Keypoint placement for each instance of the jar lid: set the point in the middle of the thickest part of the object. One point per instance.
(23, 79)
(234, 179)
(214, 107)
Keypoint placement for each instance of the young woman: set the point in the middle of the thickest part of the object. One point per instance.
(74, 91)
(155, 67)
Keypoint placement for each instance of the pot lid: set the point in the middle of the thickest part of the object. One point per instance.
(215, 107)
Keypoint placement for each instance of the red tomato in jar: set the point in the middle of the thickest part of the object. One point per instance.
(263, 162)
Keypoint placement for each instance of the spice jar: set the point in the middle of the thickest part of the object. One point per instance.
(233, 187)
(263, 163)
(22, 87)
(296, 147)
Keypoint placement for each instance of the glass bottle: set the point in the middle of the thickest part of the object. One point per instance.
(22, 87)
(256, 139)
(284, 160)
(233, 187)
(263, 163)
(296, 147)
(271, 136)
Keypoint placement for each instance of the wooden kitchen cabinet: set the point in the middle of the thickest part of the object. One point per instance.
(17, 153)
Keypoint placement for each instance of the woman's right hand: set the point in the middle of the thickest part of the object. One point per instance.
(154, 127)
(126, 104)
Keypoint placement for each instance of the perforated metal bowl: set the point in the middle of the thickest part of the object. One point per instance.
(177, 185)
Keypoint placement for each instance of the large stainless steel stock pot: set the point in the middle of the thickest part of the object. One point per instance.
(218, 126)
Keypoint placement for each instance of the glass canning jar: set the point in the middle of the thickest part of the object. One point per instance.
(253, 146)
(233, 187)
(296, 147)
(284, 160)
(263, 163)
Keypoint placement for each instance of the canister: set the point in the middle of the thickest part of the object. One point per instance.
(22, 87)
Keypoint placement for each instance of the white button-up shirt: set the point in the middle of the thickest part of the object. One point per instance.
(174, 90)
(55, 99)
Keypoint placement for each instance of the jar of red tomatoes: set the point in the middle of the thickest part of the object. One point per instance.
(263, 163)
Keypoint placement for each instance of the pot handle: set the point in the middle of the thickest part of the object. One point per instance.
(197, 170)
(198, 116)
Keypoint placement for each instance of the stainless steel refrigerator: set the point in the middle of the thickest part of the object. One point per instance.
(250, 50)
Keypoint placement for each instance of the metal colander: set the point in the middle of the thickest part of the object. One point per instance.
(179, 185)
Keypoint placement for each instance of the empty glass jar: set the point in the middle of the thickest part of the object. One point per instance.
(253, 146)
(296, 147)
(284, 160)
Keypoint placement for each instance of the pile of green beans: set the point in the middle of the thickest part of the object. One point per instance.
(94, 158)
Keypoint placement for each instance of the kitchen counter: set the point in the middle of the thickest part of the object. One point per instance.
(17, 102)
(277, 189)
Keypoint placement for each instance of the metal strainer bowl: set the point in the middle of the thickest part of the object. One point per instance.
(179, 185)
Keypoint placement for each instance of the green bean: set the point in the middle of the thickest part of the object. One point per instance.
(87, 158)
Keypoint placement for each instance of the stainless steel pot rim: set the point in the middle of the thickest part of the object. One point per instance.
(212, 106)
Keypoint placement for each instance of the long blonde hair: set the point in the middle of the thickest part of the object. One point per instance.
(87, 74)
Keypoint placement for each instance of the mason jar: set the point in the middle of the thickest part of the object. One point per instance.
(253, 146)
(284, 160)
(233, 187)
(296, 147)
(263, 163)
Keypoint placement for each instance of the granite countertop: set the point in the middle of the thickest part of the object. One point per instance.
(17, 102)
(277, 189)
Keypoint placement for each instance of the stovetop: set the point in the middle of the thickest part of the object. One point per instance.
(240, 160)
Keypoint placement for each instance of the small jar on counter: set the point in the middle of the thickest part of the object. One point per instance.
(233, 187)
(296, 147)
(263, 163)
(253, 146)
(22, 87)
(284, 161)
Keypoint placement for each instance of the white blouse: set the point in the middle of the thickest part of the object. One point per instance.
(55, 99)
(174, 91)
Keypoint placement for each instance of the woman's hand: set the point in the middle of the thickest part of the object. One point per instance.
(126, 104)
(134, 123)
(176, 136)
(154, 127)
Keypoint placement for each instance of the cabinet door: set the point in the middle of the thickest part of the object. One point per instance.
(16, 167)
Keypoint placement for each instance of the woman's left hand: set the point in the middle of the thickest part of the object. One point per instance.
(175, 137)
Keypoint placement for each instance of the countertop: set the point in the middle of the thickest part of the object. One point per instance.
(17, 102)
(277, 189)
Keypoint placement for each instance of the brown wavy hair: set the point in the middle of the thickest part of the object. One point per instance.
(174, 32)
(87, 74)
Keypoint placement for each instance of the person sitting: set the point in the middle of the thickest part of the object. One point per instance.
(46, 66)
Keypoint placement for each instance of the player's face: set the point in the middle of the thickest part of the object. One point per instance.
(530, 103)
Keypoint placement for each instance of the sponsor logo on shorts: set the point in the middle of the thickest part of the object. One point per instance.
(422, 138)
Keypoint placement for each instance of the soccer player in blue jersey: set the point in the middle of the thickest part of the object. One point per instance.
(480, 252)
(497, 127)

----------------

Problem details
Every entry needs to be copied again exactly.

Answer box
Keypoint placement for each instance of the jar lid: set the point in the middle of the thickest part of the object. One point per instance.
(23, 79)
(234, 179)
(214, 107)
Keypoint placement for each instance of the young woman: set the point in the middle of the thickest part of the object. One point per instance.
(74, 91)
(155, 67)
Keypoint placement for each instance of the pot lid: set the point in the middle of the thickest part of the object. One point per instance.
(215, 107)
Keypoint placement for each instance of the red tomato in jar: set the point in the middle of the thickest part of the object. One point per instance.
(263, 162)
Keypoint placement for each instance of the spice jar: set the point in the middle of the thickest part of the object. One point per instance.
(233, 187)
(263, 163)
(22, 87)
(296, 147)
Keypoint placement for each instance of the glass bottle: set the point in the middle of the thickest part of the object. One point per instance.
(22, 87)
(256, 139)
(284, 160)
(233, 187)
(263, 163)
(296, 147)
(271, 136)
Keypoint placement for each instance of the wooden kitchen cabinet: set the point in the middle of the thickest part of the object. One point per instance.
(17, 153)
Keypoint placement for each instance of the woman's right hand: set the point in the middle of the thickest part of the object. One point per instance.
(154, 127)
(126, 104)
Keypoint placement for each instance of the perforated metal bowl: set the point in the middle of the thickest part of the object. One point per instance.
(177, 185)
Keypoint placement for each instance of the large stainless steel stock pot: set the point in the middle of the thickest part of the object. One point per instance.
(218, 126)
Keypoint placement for each instance of the glass canning jar: set the point in the middle of the thickest part of the object. One point per instance.
(253, 146)
(233, 187)
(296, 147)
(284, 160)
(263, 163)
Keypoint placement for each instance of the canister: set the point in the middle of the thickest part of the object. One point per instance.
(22, 87)
Keypoint placement for each instance of the white button-up shirt: set the point in the middle of the thickest part of the object. One point per instance.
(174, 90)
(55, 99)
Keypoint placement for each instance of the jar of red tomatoes: set the point in the middle of the thickest part of the object. One point per instance.
(263, 163)
Keypoint placement for each instance of the pot handle: set the point in the middle of the thickest part of the object. One point per instance.
(197, 170)
(198, 116)
Keypoint placement for each instance of the stainless steel refrigerator: set the point in the middle of the thickest part of the object. One point per instance.
(250, 50)
Keypoint placement for each instance of the metal colander: set the point in the middle of the thickest part of the object. One point per instance.
(179, 185)
Keypoint placement for each instance of the empty glass jar: set the point in the middle of the thickest part of the object. One point per instance.
(253, 146)
(296, 147)
(284, 160)
Keypoint placement for each instance of the pile of green beans: set the point in the middle of the thickest part of the object. One point per instance.
(94, 158)
Keypoint placement for each instance of the kitchen counter: set the point in the middle of the thickest part of the object. One point per instance.
(17, 102)
(277, 189)
Keypoint placement for each instance of the metal strainer bowl: set the point in the middle of the thickest part of the object. One point per instance.
(179, 185)
Keypoint placement for each instance of the green bean: set the point in the middle of the thickest part of the object. One point per instance.
(87, 158)
Keypoint placement for each instance of the stainless steel pot rim: set the point in the middle of the thickest part of the object. One point per instance.
(212, 106)
Keypoint placement for each instance of the long blonde hair: set the point in the middle of the thickest part of the object. One point per instance.
(87, 74)
Keypoint placement for each instance of the mason jar: set the point in the middle of the thickest part of the object. One point per instance.
(253, 146)
(284, 160)
(233, 187)
(296, 147)
(263, 163)
Keypoint placement for each instance of the granite countertop: set the point in the middle of the thickest part of the object. One point per instance.
(17, 102)
(277, 189)
Keypoint placement for each instance of the stovetop: set the point in the middle of the thickest part of the object. One point per instance.
(240, 160)
Keypoint placement for each instance of the small jar on counter: set the point in the middle of the thickest part of the object. One point per instance.
(233, 187)
(296, 147)
(263, 163)
(253, 146)
(22, 87)
(284, 161)
Keypoint placement for each instance of the white blouse: set the point in the middle of the thickest part of the object. One point per instance.
(55, 99)
(174, 91)
Keypoint placement for each instance of the woman's hand: set the point in the middle of the thickest part of the object. One point per instance.
(126, 104)
(134, 123)
(176, 136)
(154, 127)
Keypoint placement for each instance of the cabinet door: set the point in the middle of the thickest part of the object. One point per instance.
(16, 167)
Keypoint placement for each instance of the woman's left hand: set the point in the middle of the thickest part of the object. One point per instance.
(175, 137)
Keypoint placement for each instance of the countertop: set the point in the middle of the thickest part of the object. One point per instance.
(17, 102)
(277, 189)
Keypoint placement for each instance of the brown wavy hair: set the point in the middle of the thickest part of the object. One point per instance.
(174, 32)
(87, 74)
Keypoint placement for each instance of the person sitting: set the point in the middle of the thickest part of the object. One point per instance.
(46, 66)
Keypoint placement for each instance of the player's face: set the point in the middle of the thickest part of the object. One point per instance.
(530, 103)
Keypoint placement for each instance of the sponsor logo on shorts: set the point in the middle of the thickest part of the object. One point per instance.
(422, 138)
Keypoint placement for each instance of the soccer player in blue jersey: set the point in the middle of the thickest part of the object. One point per instance.
(480, 252)
(497, 127)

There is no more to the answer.